Job | Please pick out every line in the entries below that contains the string "sleeve", and copy each one in full.

Information given |
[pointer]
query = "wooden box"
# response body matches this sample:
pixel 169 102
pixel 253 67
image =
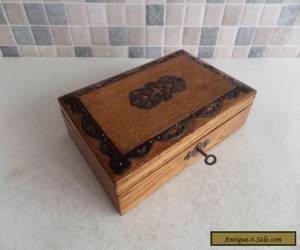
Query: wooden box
pixel 140 128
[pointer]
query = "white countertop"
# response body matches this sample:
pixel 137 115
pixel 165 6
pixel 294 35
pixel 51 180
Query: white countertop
pixel 49 198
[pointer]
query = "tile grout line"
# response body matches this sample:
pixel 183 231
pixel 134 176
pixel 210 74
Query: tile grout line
pixel 218 35
pixel 47 20
pixel 11 33
pixel 69 30
pixel 164 28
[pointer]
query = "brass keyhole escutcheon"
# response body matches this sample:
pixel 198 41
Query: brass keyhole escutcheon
pixel 209 159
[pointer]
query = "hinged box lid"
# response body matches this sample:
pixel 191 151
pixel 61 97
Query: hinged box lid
pixel 152 104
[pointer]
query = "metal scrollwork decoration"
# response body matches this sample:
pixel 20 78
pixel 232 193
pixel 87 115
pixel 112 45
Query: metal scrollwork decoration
pixel 154 92
pixel 147 97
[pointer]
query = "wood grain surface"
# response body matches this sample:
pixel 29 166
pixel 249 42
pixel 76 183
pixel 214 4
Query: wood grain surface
pixel 128 126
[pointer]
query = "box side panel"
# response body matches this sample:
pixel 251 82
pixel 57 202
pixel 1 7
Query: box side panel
pixel 200 128
pixel 152 182
pixel 92 161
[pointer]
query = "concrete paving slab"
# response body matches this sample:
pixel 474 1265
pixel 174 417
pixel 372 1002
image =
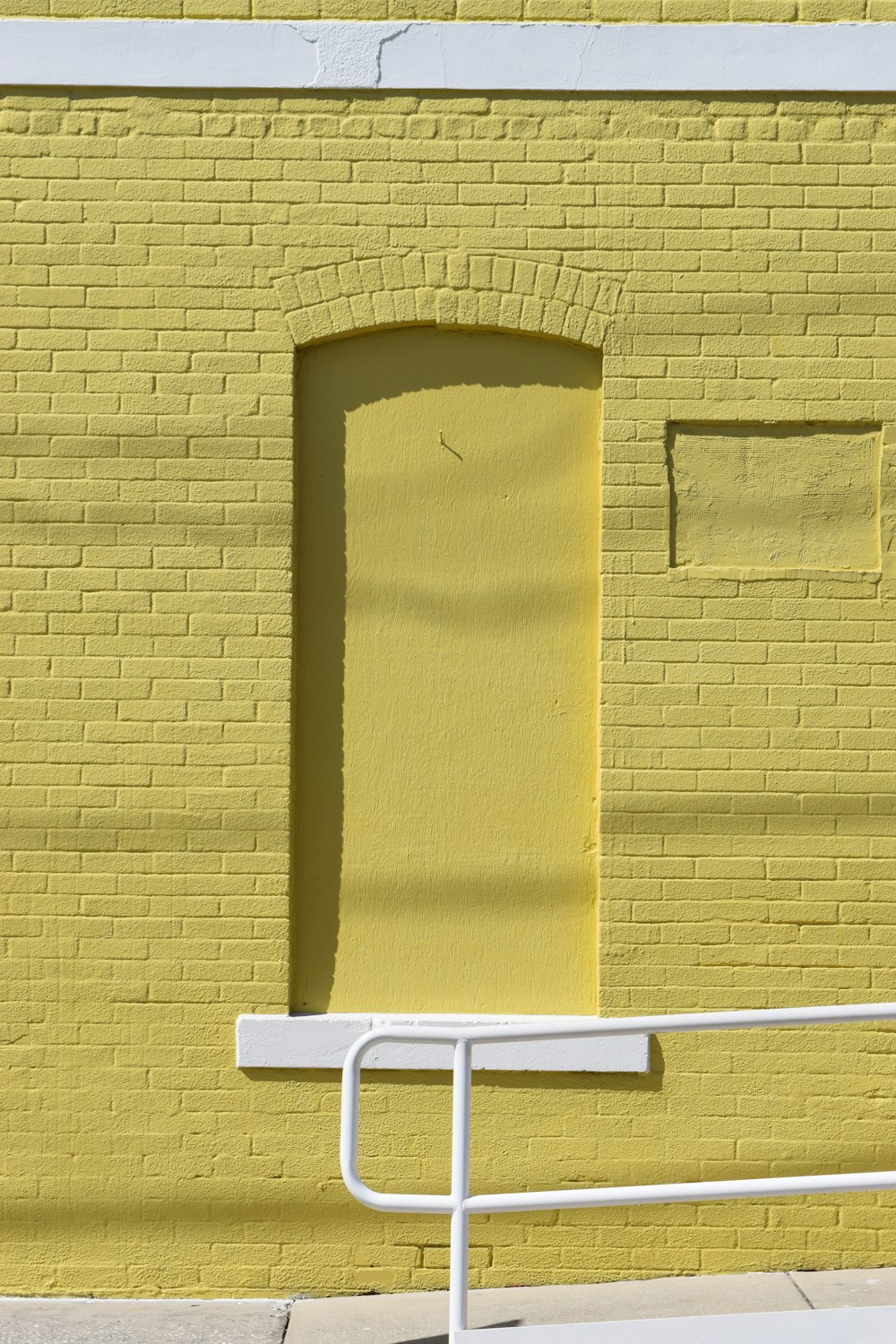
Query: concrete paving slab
pixel 848 1287
pixel 860 1325
pixel 78 1320
pixel 422 1317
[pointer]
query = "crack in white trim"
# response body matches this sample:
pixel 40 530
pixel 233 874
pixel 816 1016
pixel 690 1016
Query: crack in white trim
pixel 449 56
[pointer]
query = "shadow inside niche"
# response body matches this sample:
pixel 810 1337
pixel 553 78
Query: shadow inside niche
pixel 497 596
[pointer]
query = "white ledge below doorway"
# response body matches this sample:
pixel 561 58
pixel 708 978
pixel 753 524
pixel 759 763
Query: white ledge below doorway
pixel 322 1040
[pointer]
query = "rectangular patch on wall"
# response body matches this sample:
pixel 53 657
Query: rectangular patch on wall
pixel 774 496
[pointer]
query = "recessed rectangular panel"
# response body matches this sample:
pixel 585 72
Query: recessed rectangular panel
pixel 447 597
pixel 775 496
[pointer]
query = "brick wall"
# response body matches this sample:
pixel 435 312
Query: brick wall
pixel 748 728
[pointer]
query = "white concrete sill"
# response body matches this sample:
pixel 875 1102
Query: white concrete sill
pixel 322 1040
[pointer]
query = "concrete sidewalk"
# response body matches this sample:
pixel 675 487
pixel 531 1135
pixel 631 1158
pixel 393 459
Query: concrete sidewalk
pixel 421 1317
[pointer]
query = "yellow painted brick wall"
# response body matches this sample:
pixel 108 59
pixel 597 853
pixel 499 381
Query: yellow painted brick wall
pixel 575 11
pixel 748 728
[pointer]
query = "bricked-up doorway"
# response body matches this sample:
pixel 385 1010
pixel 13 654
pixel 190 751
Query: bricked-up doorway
pixel 446 674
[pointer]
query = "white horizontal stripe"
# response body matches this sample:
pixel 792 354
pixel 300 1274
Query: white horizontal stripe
pixel 322 1040
pixel 427 56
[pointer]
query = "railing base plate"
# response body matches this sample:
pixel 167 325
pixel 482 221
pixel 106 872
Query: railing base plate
pixel 841 1325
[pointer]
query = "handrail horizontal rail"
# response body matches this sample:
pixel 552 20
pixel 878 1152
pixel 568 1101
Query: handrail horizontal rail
pixel 461 1204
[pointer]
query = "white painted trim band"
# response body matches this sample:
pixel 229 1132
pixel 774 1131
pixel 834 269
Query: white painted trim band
pixel 322 1040
pixel 449 56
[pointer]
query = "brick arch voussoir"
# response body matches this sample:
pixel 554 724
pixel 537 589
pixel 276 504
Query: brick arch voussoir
pixel 449 289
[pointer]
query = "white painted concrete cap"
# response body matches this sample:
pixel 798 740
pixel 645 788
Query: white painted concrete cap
pixel 441 56
pixel 322 1040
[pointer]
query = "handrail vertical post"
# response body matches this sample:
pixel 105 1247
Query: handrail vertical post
pixel 460 1255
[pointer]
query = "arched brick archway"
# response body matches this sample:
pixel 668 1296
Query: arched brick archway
pixel 449 289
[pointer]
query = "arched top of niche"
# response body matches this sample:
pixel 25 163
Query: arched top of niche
pixel 449 289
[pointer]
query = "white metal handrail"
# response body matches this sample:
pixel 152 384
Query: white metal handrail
pixel 460 1203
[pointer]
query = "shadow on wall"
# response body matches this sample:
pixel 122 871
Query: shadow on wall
pixel 435 472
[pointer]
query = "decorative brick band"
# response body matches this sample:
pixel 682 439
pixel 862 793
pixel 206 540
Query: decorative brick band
pixel 449 289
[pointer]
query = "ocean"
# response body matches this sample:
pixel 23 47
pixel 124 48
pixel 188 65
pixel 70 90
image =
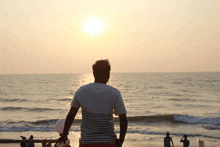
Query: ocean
pixel 156 103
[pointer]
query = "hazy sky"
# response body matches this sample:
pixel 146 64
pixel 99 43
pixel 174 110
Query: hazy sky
pixel 47 36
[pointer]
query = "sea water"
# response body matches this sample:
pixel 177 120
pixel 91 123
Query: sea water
pixel 156 103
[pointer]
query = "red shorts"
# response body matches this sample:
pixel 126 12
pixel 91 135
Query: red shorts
pixel 97 145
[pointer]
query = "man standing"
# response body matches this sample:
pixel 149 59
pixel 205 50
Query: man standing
pixel 98 102
pixel 167 140
pixel 186 142
pixel 31 143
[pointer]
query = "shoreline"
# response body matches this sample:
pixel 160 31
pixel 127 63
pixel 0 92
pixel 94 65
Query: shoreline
pixel 126 145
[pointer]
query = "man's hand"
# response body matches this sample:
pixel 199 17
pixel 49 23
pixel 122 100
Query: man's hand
pixel 63 138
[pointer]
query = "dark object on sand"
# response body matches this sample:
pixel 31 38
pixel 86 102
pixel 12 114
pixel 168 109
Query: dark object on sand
pixel 23 144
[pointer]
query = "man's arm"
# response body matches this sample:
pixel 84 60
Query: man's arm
pixel 68 122
pixel 172 142
pixel 123 128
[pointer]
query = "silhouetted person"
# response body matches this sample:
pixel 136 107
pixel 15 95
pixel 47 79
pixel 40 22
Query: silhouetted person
pixel 185 141
pixel 98 102
pixel 23 144
pixel 167 140
pixel 31 144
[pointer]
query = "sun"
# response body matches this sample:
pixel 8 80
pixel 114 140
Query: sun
pixel 94 25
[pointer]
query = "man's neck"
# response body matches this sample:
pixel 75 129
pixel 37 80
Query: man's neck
pixel 100 81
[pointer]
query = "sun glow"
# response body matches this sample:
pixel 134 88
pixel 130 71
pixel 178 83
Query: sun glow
pixel 94 25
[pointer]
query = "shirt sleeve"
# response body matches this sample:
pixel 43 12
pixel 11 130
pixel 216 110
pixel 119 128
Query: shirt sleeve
pixel 119 105
pixel 75 102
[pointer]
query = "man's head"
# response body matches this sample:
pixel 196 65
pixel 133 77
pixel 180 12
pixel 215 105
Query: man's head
pixel 168 134
pixel 101 71
pixel 24 138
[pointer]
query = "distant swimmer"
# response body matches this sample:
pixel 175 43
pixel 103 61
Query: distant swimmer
pixel 23 144
pixel 185 141
pixel 167 140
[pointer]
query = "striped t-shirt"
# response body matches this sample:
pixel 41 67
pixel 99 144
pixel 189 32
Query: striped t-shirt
pixel 98 102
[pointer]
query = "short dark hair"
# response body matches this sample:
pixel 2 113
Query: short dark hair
pixel 101 66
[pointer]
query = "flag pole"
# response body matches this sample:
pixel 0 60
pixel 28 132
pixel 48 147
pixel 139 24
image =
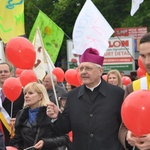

Finished exercise |
query = "shirt sleeve"
Query: shirt sleeve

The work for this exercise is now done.